Exercise >> A complete response lists each line of the data below that includes the word "shirt".

[Dataset items]
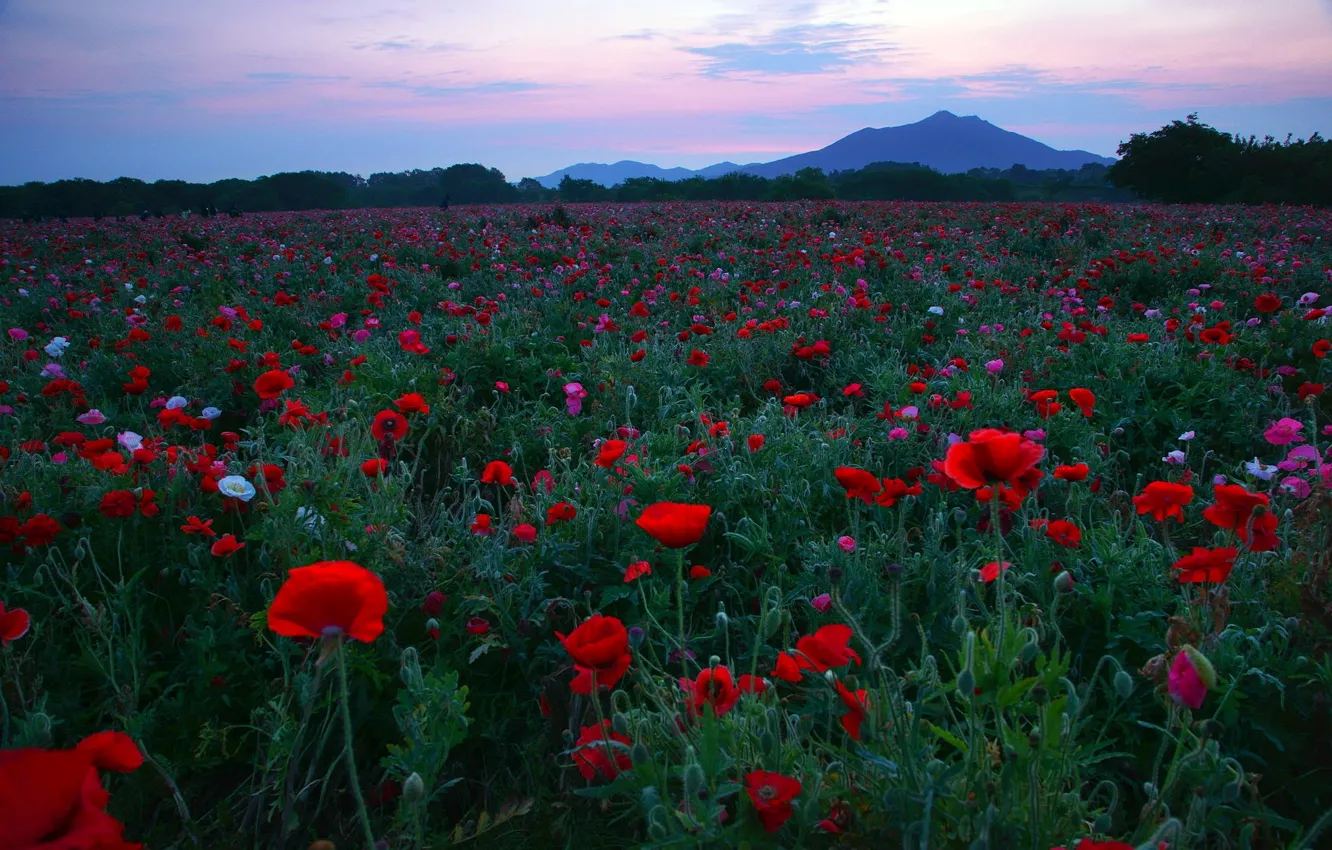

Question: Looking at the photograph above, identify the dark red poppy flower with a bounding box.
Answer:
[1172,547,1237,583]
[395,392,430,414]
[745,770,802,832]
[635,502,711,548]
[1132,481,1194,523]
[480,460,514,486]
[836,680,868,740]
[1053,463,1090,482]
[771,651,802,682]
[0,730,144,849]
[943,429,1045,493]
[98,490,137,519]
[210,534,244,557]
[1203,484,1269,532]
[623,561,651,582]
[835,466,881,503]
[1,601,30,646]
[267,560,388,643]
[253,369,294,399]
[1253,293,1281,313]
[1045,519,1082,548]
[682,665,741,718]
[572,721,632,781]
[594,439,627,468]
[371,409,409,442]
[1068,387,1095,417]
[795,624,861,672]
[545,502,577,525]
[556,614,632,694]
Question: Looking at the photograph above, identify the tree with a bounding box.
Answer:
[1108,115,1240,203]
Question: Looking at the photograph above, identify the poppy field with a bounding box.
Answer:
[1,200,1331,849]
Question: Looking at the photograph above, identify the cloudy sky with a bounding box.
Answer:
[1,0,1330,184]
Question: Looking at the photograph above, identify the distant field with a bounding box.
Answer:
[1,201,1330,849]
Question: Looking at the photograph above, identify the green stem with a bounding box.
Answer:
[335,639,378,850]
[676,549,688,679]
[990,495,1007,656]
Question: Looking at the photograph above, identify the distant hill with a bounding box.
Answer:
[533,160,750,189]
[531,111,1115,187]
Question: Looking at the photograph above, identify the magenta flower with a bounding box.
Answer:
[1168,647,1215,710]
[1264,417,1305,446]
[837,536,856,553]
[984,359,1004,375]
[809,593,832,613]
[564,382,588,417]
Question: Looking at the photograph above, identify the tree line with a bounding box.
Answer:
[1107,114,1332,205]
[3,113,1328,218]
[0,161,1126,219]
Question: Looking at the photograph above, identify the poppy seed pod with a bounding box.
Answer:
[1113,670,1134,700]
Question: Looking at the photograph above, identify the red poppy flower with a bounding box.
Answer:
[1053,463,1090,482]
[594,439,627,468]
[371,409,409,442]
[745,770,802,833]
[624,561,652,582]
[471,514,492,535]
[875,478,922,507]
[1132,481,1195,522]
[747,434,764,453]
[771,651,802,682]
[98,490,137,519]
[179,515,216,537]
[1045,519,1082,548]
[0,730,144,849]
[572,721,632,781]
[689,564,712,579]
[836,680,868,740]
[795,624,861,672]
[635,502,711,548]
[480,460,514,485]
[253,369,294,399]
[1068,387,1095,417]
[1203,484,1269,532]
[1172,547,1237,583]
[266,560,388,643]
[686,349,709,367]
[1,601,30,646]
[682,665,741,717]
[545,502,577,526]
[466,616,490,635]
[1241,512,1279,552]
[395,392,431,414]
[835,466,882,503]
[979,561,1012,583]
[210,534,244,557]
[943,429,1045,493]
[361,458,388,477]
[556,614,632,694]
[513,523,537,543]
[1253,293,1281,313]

--

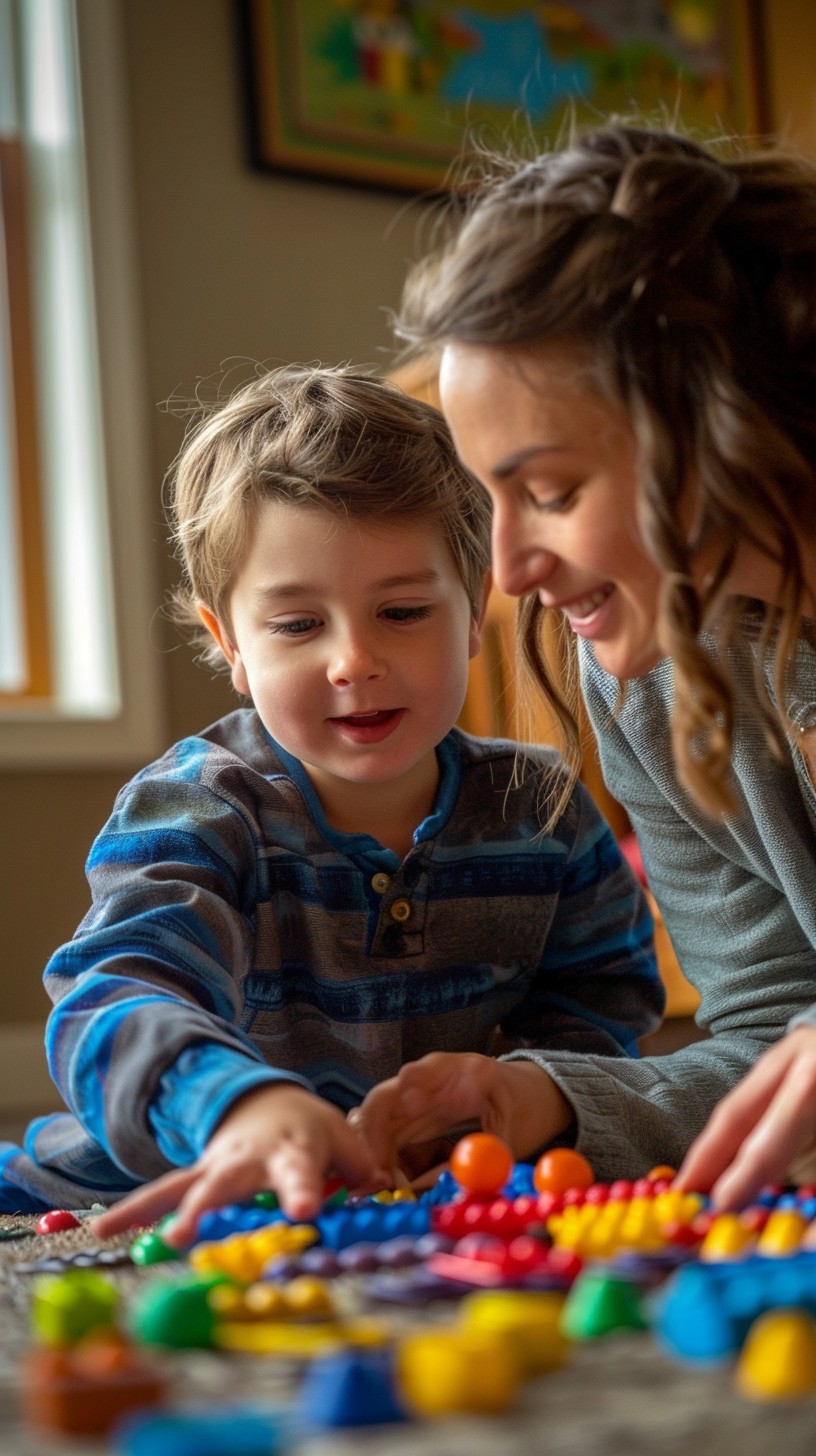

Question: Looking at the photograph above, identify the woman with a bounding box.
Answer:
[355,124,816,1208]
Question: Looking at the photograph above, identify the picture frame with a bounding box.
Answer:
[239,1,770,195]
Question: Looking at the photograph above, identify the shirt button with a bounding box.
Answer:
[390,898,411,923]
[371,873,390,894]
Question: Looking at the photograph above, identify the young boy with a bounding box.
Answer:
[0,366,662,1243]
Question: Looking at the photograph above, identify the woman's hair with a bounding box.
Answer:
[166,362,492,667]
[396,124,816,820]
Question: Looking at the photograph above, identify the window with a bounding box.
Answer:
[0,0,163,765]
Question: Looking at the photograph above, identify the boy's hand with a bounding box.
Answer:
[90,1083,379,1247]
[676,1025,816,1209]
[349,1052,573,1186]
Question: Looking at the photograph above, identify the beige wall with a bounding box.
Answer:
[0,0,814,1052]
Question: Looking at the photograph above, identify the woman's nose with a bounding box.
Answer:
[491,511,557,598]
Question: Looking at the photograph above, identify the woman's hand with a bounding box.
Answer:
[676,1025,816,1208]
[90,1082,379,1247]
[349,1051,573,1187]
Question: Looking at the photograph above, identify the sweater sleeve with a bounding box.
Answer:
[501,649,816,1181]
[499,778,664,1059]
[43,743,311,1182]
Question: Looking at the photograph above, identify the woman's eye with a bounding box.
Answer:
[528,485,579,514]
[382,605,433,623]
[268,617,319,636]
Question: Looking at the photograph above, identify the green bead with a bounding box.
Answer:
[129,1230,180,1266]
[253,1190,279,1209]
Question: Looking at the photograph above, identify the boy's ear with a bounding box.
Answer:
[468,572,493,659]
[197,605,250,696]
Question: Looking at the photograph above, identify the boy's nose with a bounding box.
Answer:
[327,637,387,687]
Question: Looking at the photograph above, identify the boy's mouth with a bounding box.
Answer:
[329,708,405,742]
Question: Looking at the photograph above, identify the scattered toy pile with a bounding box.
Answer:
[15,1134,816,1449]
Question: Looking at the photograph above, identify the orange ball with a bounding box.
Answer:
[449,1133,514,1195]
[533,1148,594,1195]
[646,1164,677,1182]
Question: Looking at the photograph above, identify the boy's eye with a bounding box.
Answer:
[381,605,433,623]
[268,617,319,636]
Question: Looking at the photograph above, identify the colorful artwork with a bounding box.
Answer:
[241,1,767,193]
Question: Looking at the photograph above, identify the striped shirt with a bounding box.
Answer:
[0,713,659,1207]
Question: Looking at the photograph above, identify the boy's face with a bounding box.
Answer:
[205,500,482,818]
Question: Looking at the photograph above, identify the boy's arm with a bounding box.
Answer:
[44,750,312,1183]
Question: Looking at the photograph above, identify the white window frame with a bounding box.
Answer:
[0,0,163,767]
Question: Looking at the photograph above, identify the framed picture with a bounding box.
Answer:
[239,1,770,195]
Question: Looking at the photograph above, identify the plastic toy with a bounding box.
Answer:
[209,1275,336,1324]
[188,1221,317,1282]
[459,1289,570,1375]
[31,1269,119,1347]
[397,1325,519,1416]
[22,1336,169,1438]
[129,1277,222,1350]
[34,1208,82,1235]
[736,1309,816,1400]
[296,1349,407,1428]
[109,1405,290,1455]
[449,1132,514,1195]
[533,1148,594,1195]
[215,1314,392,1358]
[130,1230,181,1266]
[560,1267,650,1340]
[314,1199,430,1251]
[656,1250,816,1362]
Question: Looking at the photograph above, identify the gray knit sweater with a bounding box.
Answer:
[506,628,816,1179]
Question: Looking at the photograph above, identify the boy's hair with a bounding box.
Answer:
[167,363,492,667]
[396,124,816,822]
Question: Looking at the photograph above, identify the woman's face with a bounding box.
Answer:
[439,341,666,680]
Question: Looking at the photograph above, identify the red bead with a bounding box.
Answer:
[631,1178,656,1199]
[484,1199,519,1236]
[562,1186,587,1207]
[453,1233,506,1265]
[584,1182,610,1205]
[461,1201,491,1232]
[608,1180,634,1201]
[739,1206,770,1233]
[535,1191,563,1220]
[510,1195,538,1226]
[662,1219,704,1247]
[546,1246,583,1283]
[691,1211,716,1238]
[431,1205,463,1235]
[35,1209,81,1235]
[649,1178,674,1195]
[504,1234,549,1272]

==

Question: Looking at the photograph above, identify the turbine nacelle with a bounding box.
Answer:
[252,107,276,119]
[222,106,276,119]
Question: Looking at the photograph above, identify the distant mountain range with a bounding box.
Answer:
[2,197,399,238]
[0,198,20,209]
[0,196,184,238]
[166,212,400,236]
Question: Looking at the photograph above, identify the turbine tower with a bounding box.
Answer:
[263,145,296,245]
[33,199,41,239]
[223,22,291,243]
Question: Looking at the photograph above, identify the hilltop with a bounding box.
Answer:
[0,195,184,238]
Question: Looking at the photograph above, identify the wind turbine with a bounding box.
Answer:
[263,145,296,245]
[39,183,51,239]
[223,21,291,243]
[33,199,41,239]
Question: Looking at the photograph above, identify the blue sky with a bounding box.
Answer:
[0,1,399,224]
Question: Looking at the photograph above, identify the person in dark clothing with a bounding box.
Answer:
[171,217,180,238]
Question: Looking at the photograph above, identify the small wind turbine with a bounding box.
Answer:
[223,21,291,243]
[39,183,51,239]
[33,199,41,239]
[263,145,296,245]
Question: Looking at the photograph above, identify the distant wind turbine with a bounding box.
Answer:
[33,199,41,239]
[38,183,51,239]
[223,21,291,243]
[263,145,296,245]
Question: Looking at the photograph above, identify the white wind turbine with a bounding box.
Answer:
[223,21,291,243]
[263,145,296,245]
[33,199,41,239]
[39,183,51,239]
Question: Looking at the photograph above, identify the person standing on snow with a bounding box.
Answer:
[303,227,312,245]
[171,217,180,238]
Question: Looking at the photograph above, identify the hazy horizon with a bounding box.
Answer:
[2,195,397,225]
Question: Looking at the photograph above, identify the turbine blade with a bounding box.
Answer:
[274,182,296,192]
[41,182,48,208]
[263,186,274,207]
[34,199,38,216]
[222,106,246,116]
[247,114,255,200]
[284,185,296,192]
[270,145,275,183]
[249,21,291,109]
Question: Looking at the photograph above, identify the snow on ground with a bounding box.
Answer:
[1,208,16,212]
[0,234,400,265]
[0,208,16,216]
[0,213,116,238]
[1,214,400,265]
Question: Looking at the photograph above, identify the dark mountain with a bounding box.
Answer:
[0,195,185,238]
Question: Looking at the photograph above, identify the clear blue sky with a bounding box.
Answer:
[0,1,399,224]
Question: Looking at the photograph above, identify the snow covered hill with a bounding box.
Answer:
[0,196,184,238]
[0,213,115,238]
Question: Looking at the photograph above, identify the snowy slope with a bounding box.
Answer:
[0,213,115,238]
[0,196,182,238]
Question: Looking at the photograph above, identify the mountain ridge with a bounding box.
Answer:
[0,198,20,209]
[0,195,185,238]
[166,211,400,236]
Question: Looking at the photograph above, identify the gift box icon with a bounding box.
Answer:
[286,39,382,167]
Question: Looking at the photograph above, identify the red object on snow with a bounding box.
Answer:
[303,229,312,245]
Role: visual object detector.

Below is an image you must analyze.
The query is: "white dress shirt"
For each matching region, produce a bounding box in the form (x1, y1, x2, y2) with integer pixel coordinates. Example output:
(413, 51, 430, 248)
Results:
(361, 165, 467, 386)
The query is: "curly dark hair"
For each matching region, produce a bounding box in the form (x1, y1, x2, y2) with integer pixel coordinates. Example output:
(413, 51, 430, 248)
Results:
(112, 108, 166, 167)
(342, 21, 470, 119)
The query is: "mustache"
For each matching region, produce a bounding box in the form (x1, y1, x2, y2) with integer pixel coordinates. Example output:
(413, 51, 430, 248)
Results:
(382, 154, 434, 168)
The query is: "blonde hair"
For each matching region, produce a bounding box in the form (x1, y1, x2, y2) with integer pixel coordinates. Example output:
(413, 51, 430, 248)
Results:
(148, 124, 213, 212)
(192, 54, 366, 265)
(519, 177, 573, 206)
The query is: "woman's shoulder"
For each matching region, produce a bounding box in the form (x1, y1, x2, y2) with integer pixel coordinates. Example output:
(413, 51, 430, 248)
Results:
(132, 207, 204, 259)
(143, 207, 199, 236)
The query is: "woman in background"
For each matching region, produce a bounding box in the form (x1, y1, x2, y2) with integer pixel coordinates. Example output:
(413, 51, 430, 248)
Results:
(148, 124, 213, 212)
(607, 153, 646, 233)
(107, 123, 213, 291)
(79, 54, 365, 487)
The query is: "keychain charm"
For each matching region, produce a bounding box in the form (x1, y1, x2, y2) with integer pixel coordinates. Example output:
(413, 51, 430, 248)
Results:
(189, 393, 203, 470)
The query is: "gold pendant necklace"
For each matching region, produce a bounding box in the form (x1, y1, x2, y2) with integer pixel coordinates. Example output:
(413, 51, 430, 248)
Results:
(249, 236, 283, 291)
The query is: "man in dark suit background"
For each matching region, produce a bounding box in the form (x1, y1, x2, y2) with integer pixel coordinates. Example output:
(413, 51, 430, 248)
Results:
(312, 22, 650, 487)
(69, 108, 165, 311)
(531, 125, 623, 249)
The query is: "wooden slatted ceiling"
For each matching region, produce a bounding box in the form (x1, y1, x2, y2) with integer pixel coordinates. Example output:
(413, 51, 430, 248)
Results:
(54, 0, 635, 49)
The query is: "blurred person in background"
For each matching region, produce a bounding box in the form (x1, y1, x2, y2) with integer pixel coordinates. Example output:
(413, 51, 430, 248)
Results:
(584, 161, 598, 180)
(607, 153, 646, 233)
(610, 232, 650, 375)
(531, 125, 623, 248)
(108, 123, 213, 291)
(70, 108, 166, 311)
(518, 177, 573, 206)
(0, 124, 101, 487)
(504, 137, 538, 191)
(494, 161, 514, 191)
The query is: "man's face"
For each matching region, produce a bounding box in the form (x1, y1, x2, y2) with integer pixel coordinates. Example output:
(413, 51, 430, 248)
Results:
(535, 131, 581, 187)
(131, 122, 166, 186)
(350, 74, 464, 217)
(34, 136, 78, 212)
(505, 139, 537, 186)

Exercise output >>
Question: Looking at the photograph above, identify the shirt button with a bounding box.
Question: Looking at the photograph above, identify the striped shirt with a bounding box.
The query is: "white dress shirt"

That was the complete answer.